_PROVIDED PASSAGE_
[start]
What farmers want
Agricultural sector has once
again been given the
backbench in Budget 2006,
reveals Devinder Sharma
The alarm bells have been ringing for
quite some time. In the past 15 years,
successive finance ministers had
gradually pushed agriculture out of the
country's economic vision. And if the Budget
2006-07 is to be read in continuation, Finance
Minister P Chidambaram has further pushed
agriculture to the margins.
At a time when the business and industry
federations have pumped in enough resources
to create an illusion of ‘India Everywhere’, the
entire effort seems to be directed to bolster
the corporate feel-good factor. No wonder,
the past two Budgets have received an
extraordinary welcome from the stock
exchange, with the sensex index jumping from
3,656 in February 2005 to cross a whopping
10,422 in February 2006.
For the biggest job provider in the country,
providing direct employment to nearly 60
crore and indirectly supporting another 20
crore, agriculture finds little space in the
Budget proposals. Considering the
unprecedented agrarian crisis that prevails in
the countryside and knowing that the spate of
farmer suicides continues unabated (four
farmers in Vidharba region of Maharashtra
committed suicide a day before the Budget
was presented), it is high time a separate
Budget is presented for agriculture.
[end]
_TASKS_
A: According to the article on agriculture in Budget 2006, agriculture provides direct employment to about how many people?
B: Reproduce the passage of the article on agriculture in Budget 2006 starting at "What farmers want" and ending at "to the margins.".
Rely only on the article above.

_COLLECTED DATA_
[start]
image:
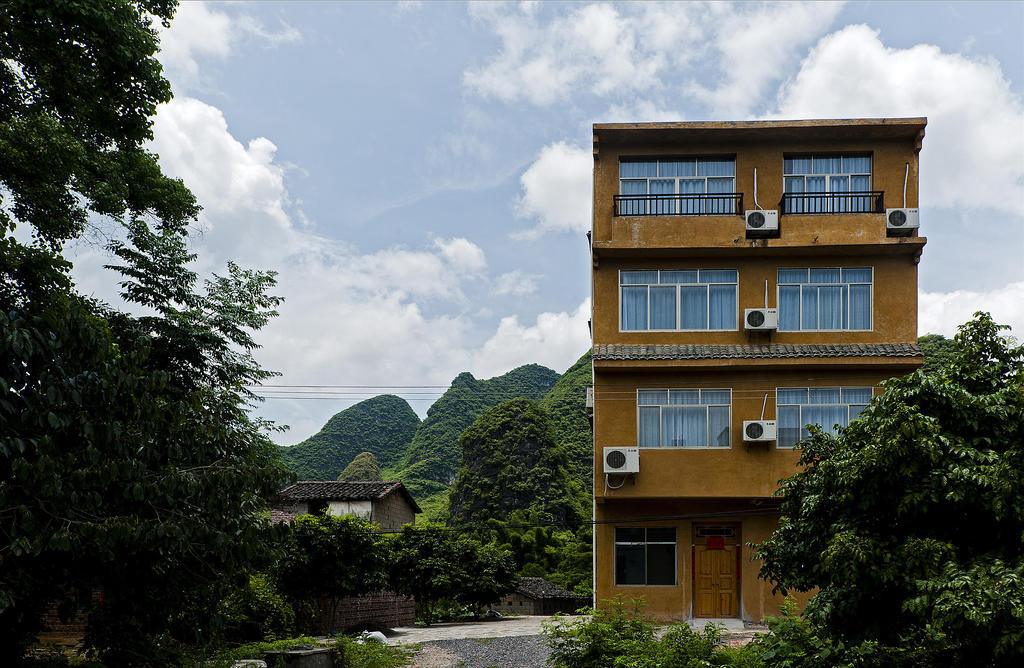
[end]
_ANSWERS FOR THE TASKS_
A: Nearly 60 crore.

B:
What farmers want
Agricultural sector has once
again been given the
backbench in Budget 2006,
reveals Devinder Sharma
The alarm bells have been ringing for
quite some time. In the past 15 years,
successive finance ministers had
gradually pushed agriculture out of the
country's economic vision. And if the Budget
2006-07 is to be read in continuation, Finance
Minister P Chidambaram has further pushed
agriculture to the margins.